▶ [SOURCE TEXT]
- Created: Friday, 25 April 2014
- Written by Warwick Grigg
Consistency: Windows 8 is the only operating system that can power tablets, laptops and desktop PCs. Inconsistency, using a mish mash of iPad, Android, Mac, XP etc, leads to unpredictability and inefficiency. Will your sales presentations and demonstrations actually work on all these devices? What are the risks you might leak sensitive information via one of these devices, and how much time, effort and money do you need to spend securing each one? Standardising on Windows 8 makes things simpler and more predictable.
Security: your business' resources are a tempting target for organised crime. 8 in 10 small UK firms were hacked last year, with £65,000 damage per attack, according to a recent UK government survey. Windows 8 is the first operating system to use UEFI secure boot to ensure a rootkit hasn't invaded your system, and other vendors' antivirus software will be more effective. Windows 8 will help you keep up in the arms race against organised crime.
More productive: everyone will benefit from the faster start up, and more advanced users will benefit from the modern user interface and modern apps. The new "tiled" start screen makes a lot of sense with the trend towards a greater number of smaller apps instead of huge applications like Word. It's also a much simpler interface: staff who currently struggle setting up or losing desktop icons will find this much easier.

▶ [DATASET ENTRIES]

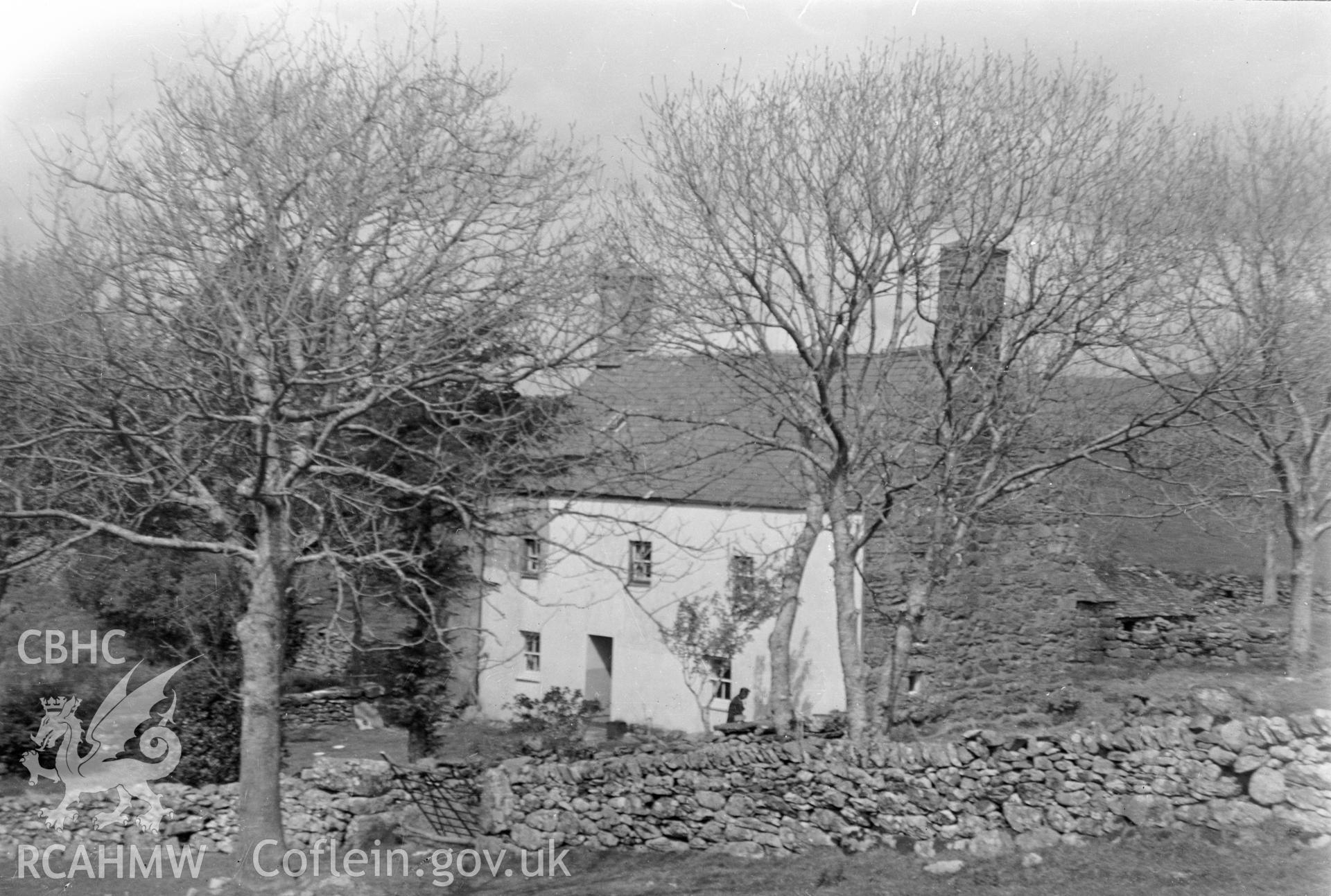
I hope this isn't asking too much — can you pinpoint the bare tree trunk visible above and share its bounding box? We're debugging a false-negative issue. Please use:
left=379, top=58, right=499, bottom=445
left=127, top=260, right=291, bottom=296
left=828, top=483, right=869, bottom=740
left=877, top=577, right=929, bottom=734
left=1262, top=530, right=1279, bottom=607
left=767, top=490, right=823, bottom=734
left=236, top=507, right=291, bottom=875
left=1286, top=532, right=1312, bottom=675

--

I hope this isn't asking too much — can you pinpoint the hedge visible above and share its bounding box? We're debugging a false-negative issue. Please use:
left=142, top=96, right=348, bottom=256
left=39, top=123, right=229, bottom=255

* * *

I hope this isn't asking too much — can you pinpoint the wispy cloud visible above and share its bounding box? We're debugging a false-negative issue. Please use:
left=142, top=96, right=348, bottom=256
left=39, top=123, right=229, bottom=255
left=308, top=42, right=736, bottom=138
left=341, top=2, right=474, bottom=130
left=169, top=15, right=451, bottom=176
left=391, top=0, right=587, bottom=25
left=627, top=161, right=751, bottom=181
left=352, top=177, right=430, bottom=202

▶ [TASK DESCRIPTION] Write the next part of the article making the case for businesses to standardize on Windows 8. Pick up after the paragraph that begins "More productive".

▶ [TASK RESULT]
Better for laptops and tablets: providing your most talented staff the best laptops or tablets makes good business sense - making best use of "dead" time in between appointments, when out of the office, etc. So the new touchscreen features, battery power lasting longer with the new "Connected Standby" mode, lower 3g/4g data charges as Windows updates etc are suspended, better remote connections to HQ will help your business edge ahead of the competition by getting a bit more done each day.
End of life: Microsoft will cease support for Windows XP in April 2014. It's effectively obsolete now. And yet nearly 40% of PCs are still running XP. It probably costs your business more to keep it going, when you factor in the risks, inefficiencies and opportunity costs.